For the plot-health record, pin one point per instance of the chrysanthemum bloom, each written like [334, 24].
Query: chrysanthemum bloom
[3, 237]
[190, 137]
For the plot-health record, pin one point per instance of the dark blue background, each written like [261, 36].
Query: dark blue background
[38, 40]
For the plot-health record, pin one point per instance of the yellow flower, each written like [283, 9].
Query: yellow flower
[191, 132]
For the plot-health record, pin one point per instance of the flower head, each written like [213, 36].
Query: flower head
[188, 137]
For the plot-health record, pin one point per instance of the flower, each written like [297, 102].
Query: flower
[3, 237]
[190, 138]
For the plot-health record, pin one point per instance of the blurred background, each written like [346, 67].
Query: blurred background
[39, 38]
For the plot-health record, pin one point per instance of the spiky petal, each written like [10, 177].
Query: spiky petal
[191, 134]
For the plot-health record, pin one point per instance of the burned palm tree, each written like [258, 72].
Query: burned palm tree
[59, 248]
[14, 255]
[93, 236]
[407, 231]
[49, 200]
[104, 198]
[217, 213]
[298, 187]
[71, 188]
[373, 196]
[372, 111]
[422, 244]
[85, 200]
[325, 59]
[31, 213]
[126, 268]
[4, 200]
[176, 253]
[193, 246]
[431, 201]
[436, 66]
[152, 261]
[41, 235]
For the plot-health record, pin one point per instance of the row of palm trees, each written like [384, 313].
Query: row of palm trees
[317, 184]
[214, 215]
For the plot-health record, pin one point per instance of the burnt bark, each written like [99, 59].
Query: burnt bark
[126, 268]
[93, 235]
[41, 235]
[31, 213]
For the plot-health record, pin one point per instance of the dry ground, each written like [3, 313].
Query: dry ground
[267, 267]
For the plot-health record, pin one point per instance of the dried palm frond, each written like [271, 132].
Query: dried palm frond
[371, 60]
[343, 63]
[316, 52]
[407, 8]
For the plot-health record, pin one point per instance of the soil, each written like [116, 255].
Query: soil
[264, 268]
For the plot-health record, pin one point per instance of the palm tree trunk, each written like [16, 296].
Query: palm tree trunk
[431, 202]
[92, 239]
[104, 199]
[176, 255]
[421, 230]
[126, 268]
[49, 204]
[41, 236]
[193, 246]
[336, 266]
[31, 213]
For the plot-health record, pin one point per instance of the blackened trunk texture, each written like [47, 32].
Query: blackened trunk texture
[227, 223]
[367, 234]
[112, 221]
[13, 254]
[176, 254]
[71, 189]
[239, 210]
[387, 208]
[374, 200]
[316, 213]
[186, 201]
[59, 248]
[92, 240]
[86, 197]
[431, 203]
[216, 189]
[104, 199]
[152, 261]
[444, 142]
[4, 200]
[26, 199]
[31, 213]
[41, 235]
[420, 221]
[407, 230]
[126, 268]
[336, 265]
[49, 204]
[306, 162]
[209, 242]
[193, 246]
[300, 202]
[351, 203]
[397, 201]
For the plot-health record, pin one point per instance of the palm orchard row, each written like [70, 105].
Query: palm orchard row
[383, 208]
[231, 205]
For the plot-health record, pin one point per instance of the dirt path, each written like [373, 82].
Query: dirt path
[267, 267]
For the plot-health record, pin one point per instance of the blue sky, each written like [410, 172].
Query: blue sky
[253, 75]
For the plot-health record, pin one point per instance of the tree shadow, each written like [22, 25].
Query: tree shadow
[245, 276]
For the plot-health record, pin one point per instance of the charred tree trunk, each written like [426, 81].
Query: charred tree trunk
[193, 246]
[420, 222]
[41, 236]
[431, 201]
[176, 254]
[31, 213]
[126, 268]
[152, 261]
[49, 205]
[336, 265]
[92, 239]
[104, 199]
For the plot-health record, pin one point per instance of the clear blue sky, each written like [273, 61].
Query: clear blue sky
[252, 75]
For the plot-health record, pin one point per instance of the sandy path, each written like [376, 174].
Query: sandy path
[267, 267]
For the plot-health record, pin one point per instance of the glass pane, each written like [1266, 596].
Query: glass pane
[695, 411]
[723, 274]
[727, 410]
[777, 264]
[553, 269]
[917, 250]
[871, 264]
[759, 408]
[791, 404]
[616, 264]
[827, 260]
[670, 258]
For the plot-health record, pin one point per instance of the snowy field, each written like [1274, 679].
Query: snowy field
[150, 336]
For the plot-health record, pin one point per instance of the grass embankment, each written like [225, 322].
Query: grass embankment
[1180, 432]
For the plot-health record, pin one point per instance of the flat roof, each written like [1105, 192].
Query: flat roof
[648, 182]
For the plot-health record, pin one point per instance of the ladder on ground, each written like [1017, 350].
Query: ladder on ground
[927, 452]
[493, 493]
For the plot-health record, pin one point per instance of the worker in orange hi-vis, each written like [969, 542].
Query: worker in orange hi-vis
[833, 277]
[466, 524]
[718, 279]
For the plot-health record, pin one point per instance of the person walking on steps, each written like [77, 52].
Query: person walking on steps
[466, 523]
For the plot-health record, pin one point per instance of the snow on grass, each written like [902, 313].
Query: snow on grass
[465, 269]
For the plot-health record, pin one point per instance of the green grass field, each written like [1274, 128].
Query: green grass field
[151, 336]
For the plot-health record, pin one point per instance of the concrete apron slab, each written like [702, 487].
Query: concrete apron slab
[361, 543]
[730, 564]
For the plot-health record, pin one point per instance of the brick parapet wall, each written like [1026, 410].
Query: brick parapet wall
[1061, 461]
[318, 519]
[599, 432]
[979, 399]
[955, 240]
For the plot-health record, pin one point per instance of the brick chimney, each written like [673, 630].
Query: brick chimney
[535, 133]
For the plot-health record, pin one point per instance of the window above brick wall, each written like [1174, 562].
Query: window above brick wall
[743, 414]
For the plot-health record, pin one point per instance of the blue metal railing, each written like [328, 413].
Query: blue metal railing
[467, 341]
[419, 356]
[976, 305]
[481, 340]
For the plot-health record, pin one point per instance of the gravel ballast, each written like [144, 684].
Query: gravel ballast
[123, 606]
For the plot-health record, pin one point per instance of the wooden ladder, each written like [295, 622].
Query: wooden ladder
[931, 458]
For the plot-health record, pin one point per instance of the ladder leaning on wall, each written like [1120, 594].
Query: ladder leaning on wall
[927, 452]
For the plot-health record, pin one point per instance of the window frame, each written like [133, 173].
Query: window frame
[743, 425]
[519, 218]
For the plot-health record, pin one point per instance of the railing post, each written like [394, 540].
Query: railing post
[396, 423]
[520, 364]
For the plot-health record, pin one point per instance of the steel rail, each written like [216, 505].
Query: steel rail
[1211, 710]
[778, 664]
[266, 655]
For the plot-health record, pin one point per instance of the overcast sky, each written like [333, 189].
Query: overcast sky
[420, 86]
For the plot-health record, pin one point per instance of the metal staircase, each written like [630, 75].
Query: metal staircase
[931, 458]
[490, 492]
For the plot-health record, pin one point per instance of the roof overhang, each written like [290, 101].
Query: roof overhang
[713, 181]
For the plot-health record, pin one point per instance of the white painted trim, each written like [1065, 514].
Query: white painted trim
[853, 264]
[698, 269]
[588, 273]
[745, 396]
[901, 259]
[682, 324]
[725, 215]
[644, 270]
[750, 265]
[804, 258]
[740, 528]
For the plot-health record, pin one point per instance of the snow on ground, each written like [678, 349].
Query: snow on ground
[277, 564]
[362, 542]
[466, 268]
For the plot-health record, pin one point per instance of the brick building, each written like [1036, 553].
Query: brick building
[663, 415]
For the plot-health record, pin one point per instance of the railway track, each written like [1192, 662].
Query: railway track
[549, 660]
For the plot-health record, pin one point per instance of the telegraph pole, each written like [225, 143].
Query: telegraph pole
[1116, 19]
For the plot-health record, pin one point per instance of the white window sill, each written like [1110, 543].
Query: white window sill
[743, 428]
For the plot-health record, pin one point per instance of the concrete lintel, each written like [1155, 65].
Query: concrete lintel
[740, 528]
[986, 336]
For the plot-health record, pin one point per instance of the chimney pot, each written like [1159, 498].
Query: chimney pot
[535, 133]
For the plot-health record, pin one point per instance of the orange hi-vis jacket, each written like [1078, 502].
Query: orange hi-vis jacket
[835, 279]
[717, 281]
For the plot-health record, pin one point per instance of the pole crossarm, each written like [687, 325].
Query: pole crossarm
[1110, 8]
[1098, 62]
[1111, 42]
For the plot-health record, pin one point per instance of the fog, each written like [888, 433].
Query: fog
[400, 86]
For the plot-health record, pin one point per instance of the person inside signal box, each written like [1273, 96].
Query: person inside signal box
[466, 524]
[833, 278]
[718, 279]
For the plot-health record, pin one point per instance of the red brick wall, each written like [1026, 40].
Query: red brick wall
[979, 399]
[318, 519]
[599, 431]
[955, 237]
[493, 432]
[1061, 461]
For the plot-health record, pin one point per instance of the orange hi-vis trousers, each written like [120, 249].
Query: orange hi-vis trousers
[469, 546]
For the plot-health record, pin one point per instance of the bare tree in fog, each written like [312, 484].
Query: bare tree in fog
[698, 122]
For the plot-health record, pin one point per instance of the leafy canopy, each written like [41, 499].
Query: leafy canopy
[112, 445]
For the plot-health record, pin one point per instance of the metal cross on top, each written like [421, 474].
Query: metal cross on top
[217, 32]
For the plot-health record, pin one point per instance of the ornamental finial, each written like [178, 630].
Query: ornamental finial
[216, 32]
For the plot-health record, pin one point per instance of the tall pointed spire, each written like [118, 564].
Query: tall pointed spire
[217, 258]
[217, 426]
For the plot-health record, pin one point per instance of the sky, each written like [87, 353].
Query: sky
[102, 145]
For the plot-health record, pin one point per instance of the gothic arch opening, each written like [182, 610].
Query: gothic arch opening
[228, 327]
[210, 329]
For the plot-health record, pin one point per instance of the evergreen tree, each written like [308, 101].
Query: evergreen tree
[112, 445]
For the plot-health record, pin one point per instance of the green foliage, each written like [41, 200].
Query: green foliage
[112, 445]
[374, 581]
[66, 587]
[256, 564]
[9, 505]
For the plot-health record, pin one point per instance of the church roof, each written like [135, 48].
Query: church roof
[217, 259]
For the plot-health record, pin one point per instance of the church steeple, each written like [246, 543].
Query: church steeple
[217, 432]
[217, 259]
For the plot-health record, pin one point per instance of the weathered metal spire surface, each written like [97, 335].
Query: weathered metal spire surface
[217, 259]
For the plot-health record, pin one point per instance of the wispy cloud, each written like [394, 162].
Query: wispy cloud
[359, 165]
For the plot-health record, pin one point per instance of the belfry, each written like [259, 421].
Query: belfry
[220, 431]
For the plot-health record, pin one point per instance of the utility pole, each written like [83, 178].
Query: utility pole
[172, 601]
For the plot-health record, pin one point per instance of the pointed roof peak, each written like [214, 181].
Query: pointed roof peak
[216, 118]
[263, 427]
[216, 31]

● TASK PROMPT:
Reproduce exactly the lines from the one containing "like [135, 48]." through the last line of the records above, including both, and nothing else.

● WRITTEN RESPONSE:
For the plot-health record, pin one point per instance of the church roof, each written like [135, 48].
Query: church roof
[217, 259]
For the plot-health record, pin one point per instance of the church steeple, each written like [246, 543].
Query: church steeple
[217, 432]
[217, 259]
For the plot-health record, pin one point per instance of the weathered metal spire surface, each written like [97, 335].
Query: weathered metal spire surface
[217, 259]
For the plot-health record, pin one point per instance of the wispy cloud, each written like [394, 162].
Query: wispy cloud
[359, 165]
For the plot-health record, pin one point per instance of the belfry, each written like [259, 421].
Query: belfry
[220, 431]
For the plot-health record, pin one point per instance of the utility pole, each written like [83, 178].
Query: utility pole
[172, 601]
For the plot-health record, pin one point per instance of the pointed roof peak, each written like [214, 181].
Query: pointed roof peak
[216, 118]
[263, 427]
[216, 31]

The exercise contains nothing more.